[Entries excerpted from a collection]
● ● ● ●

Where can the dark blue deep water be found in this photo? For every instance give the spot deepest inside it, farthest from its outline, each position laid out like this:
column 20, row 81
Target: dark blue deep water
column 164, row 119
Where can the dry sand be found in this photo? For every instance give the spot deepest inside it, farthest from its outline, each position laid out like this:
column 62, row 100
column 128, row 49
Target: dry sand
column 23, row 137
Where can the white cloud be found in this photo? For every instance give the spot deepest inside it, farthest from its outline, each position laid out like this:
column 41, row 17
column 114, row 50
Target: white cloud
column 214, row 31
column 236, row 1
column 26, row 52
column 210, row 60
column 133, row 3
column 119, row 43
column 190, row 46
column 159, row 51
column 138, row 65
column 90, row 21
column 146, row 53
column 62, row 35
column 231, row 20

● ● ● ●

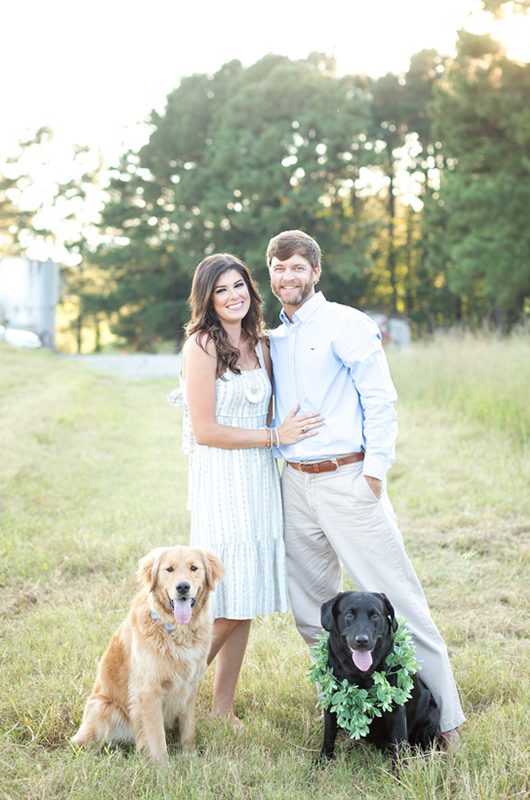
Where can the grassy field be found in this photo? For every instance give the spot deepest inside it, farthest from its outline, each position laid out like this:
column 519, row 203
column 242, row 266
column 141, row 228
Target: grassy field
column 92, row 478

● ● ● ●

REQUIRED WORK: Rewrite the entries from the line with "Where can the dark" up to and including the line with "column 164, row 119", putting "navy blue" wherever "dark blue" appears and leaving everything else unchanged.

IN RESPONSE:
Where can the navy blue deep water be found in this photo? For every instance give the spot deepest inside it, farthest from its outline, each position laid out like this:
column 20, row 81
Target: navy blue deep water
column 164, row 119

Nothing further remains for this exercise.